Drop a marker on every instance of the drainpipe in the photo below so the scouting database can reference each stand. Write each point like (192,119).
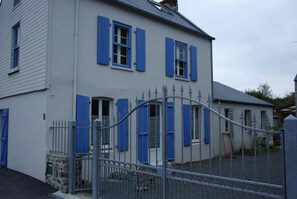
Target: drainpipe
(75,60)
(295,80)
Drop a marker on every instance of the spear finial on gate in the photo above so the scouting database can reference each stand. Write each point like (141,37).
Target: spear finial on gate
(199,95)
(182,91)
(254,121)
(173,90)
(190,92)
(219,106)
(130,106)
(156,92)
(149,94)
(242,117)
(208,100)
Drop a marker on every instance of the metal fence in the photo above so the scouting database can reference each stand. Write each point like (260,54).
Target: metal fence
(254,170)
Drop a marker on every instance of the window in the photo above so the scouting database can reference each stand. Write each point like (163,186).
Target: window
(195,123)
(16,2)
(247,118)
(121,45)
(181,60)
(228,114)
(101,110)
(177,63)
(158,6)
(264,120)
(15,45)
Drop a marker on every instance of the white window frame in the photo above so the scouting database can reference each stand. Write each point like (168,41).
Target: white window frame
(195,111)
(93,117)
(119,46)
(181,60)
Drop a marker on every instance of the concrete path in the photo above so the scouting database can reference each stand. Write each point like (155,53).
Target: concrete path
(15,185)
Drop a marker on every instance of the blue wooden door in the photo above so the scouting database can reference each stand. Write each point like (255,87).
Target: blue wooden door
(4,138)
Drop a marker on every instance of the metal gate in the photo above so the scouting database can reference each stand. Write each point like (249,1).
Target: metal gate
(4,137)
(186,159)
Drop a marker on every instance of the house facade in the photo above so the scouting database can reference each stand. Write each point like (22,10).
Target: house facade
(82,60)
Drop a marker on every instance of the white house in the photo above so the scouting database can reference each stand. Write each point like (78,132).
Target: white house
(85,59)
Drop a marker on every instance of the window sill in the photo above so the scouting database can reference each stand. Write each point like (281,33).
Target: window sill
(122,68)
(14,70)
(182,79)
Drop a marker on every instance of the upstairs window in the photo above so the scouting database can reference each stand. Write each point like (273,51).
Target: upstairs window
(195,118)
(15,45)
(121,45)
(16,2)
(181,60)
(177,62)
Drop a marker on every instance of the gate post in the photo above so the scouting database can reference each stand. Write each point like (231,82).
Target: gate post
(71,154)
(164,141)
(290,156)
(96,156)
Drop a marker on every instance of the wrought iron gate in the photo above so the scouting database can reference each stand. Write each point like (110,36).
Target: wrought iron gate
(193,163)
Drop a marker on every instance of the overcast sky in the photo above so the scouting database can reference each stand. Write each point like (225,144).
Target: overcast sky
(256,40)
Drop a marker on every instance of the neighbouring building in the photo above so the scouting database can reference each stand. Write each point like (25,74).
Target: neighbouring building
(243,109)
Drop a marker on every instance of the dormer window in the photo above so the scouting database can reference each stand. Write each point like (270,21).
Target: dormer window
(16,2)
(158,6)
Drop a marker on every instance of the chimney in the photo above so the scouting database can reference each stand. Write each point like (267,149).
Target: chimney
(171,3)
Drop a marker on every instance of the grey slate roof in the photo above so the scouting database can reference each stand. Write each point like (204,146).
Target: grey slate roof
(226,93)
(173,17)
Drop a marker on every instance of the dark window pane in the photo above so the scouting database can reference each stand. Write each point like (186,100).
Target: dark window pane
(105,107)
(95,107)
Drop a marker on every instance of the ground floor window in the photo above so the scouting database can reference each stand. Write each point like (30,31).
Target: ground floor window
(195,118)
(101,109)
(154,125)
(263,119)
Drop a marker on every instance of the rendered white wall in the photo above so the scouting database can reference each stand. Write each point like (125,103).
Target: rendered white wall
(26,133)
(106,81)
(33,18)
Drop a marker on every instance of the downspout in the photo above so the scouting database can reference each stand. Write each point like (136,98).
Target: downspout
(75,59)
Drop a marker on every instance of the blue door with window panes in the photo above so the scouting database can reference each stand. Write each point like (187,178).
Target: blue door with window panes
(4,137)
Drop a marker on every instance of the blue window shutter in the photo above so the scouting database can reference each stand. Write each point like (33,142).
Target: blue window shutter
(193,51)
(123,137)
(140,50)
(103,41)
(170,128)
(82,123)
(142,131)
(206,125)
(4,138)
(187,124)
(169,57)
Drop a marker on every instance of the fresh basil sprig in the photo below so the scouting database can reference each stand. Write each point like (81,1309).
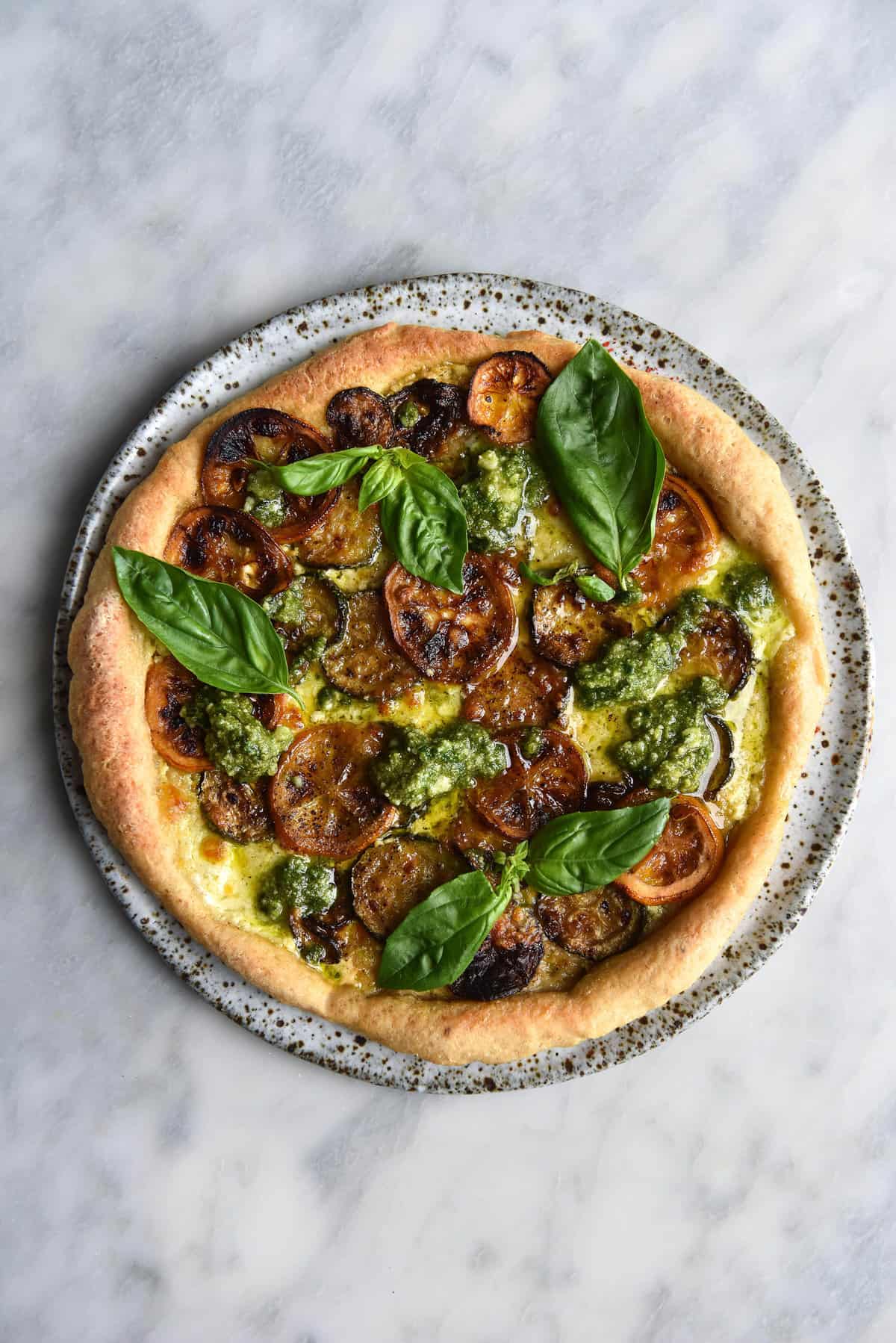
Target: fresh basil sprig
(421,509)
(588,583)
(438,939)
(602,457)
(214,630)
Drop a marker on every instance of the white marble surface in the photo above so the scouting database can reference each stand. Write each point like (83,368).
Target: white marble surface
(171,175)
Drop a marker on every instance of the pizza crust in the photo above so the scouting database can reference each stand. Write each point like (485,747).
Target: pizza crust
(109,654)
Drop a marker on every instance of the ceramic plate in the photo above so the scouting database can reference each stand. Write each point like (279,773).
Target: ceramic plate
(822,804)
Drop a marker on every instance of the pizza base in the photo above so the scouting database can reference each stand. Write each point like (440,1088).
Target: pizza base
(109,653)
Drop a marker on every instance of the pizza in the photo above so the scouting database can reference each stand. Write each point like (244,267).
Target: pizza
(454,686)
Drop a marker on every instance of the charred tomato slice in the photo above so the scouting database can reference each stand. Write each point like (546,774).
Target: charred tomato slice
(230,547)
(321,798)
(455,638)
(235,810)
(425,414)
(685,543)
(391,877)
(269,437)
(367,661)
(504,395)
(682,863)
(568,627)
(167,691)
(534,789)
(507,961)
(594,924)
(344,539)
(527,691)
(361,418)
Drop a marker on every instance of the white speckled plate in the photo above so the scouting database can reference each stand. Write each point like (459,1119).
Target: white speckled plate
(822,804)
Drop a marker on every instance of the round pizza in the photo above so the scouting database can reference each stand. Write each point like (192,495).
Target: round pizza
(454,686)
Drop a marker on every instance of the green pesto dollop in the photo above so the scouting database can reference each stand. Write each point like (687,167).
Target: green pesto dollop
(508,484)
(235,740)
(747,587)
(671,745)
(265,500)
(417,769)
(635,668)
(296,883)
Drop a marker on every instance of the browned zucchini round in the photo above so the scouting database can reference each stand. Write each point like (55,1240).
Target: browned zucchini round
(425,414)
(457,638)
(395,875)
(361,418)
(367,661)
(568,627)
(534,789)
(235,810)
(593,924)
(507,961)
(228,545)
(504,395)
(527,691)
(346,539)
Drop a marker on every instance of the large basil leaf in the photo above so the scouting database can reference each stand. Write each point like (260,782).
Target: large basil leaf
(602,457)
(441,937)
(588,849)
(425,523)
(317,474)
(217,633)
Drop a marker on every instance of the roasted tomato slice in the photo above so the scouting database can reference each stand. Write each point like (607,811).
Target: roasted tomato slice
(527,691)
(721,646)
(227,545)
(685,543)
(367,661)
(394,876)
(682,863)
(457,638)
(568,627)
(168,688)
(361,418)
(594,924)
(267,437)
(507,961)
(504,395)
(321,798)
(235,810)
(534,789)
(425,414)
(344,539)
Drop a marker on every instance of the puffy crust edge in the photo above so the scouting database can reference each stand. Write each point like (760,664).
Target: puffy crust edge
(109,653)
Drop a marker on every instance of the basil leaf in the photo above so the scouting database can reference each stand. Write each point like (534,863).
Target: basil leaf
(425,523)
(602,457)
(317,474)
(588,849)
(441,937)
(217,633)
(379,481)
(594,587)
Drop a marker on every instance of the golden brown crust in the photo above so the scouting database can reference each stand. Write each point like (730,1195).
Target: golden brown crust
(109,654)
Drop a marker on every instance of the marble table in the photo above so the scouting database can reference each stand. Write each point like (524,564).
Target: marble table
(175,173)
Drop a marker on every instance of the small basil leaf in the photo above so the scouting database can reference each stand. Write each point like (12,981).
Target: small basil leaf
(317,474)
(379,481)
(217,633)
(590,849)
(441,937)
(594,587)
(602,457)
(426,525)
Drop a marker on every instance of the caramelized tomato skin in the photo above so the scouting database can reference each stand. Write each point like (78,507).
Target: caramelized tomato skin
(684,861)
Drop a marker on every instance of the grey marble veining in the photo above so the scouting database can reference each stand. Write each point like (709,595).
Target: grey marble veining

::::::::::

Stated problem >> Reproduce only the lines running from the one that contains "Drop a marker on every instance of the golden" to the last line of the records.

Right answer >>
Drop a marker on every instance of the golden brown crust in the photo above so the scouting database can reference each stand. Write each point like (730,1195).
Target: golden brown crust
(109,654)
Drop a marker on every instance of the marble table in the photo above so the scouting database can reference each stand. Write each point like (524,564).
Target: marble table
(175,173)
Drop a marker on every instance of the small basil leaf in the photo above so the scouting database can reference each stand. Write each point like (12,981).
Target: small basil leaf
(317,474)
(379,481)
(217,633)
(590,849)
(441,937)
(594,587)
(602,457)
(426,525)
Drop a marker on every instance of the caramelized tomato skin in the photo above so the scouting database can reference each stand. Write each point like (78,507).
Target: caramelized tomato skin
(684,861)
Drop a marker on every instance of the grey marble veining in the photo above so the scouting database can reference each stand. Write each point like (709,595).
Target: grey marble veining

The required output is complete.